Tugas dan Latihan:
A – Menurut teks tentang penelitian pendidikan akhlak, bagaimana data dikumpulkan dalam penelitian kepustakaan? Jelaskan dalam satu sampai tiga kalimat.
B – Jawablah pertanyaan berikut berdasarkan teks tentang penelitian pendidikan akhlak.
(i) Pendidikan akhlak dalam penelitian ini dikaji menurut pandangan siapa?
(ii) Manfaat penelitian dilihat dari dua segi apa saja?
(iii) Jenis penelitian apa yang digunakan?
C – Teruskan teks tentang penelitian pendidikan akhlak mulai dari kalimat terakhirnya.

===== Teks Bacaan =====

C. Tujuan dan Manfaat Penelitian
Tujuan Penelitian
1. Mengetahui gagasan pendidikan akahlak menurut Imam al-Ghazali
2. Untuk mengetahui metode pendidikan akhlak anak dilingkungan keluaraga menurut Imam al-Ghazali
Adapun manfaat penelitian yaitu:
1. Segi Akademis
Dapat memberikan kontribusi dan pengetahuan tentang pendidikan akhlak dan memberikan kejelasan konsep pendidikan akhlak terhadap anak di lingkungan keluarga menurut pandangan Imam al-Ghazali.
2. Segi Praktis
Untuk dapat menambah wawasan sekaligus menjadi masukan bagi para pengkaji dan peneliti sebagai pijakan para pengemban pendidikan yang siap memberikan pemahaman kepada masyarakat tentang pendidikan akhlak.

D. Metodologi Penelitian
Dalam melakukan penelitian peneliti menggunakan beberapa metode penelitian diantaranya:
1. Metode Penelitian
Penelitian kepustakaan (Library Research) adalah cara pengumpulan data dengan berusaha mencari dan mengumpulkan data yang diperlukan, dipakai, digunakan, dan diperhitungkan dalam penelitian dengan cara membaca dan menganalisis bahan-bahan kepustakaan yang ada kaitannya dengan pembahasan ini.

===== Catatan Data =====

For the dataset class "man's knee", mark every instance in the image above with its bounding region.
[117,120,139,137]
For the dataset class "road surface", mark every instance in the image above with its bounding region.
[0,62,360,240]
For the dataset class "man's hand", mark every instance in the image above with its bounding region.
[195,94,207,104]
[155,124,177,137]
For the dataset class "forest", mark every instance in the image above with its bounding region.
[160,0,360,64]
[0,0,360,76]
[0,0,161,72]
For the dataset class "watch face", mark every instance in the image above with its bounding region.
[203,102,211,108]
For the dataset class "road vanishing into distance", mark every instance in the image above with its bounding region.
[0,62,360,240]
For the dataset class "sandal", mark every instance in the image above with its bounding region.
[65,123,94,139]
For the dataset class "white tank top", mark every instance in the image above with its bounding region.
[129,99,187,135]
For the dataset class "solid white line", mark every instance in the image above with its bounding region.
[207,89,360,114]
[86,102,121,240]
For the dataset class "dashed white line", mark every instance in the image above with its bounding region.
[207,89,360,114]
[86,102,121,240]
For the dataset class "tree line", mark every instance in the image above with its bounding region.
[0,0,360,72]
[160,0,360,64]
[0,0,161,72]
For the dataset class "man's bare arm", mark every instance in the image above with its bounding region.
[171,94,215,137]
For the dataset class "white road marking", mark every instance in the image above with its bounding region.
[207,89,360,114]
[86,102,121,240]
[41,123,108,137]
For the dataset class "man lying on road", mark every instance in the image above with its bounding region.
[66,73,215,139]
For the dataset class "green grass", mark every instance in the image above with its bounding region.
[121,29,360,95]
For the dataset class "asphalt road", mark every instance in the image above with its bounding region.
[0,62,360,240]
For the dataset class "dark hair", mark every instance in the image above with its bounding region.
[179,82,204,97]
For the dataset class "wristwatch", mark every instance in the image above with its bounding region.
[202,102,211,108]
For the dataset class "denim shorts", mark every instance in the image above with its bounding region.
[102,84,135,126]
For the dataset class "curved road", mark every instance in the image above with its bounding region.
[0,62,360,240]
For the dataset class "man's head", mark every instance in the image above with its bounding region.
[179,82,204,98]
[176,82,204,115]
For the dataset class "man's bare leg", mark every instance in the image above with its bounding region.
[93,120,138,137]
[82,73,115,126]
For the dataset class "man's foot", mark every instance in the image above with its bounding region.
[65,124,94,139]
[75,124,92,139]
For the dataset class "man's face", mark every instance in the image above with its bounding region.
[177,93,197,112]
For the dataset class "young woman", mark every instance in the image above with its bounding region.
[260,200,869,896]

=====

Jawaban Berurutan:
A – Dalam penelitian kepustakaan, peneliti mencari dan mengumpulkan data yang diperlukan, dipakai, dan diperhitungkan dalam penelitian. Caranya adalah membaca dan menganalisis bahan-bahan kepustakaan yang berkaitan dengan pembahasan penelitian.

B –
(i) Imam al-Ghazali.
(ii) Segi akademis dan segi praktis.
(iii) Penelitian kepustakaan (Library Research).

C –
2. Sumber Data
Sumber yang digunakan untuk penelitian ini adalah terbagi kedalam dua sumber data yaitu:
a. Sumber Data Primer
Sumber data primer merupakan sumber data yang bersifat khusus untuk diteliti dengan cara mengumpulkan karya-karya yang mengetengahkan gagasan pendidikan akhlak Imam al-Ghazali. Sumber yang digunakan adalah Kitab Ihya Ulumuddin Penerbit An Naasyir Syirkah Nurasia karangan Imam al-Ghazali.
b. Sumber Data Sekunder
Sumber data sekunder merupakan sumber data yang bersifat umum untuk diteliti yang berfungsi sebagai penunjang dalam penelitian yang berhubungan dengan akhlak, sumber-sumber yang digunakan adalah terjemah kitab Ihya Ulumuddin oleh Drs. H. Moh Zuhri, Dipl. TAFL, dkk, penerbit CV. ASY SYIFA, al-Qur’an al-Karim dan al-Hadits, buku Akhlak Tasawuf karangan Dr. H. Abudinnata MA., dan juga dari jurnal, majalah dan lain-lain, yang berhubungan dengan pembahasan ini.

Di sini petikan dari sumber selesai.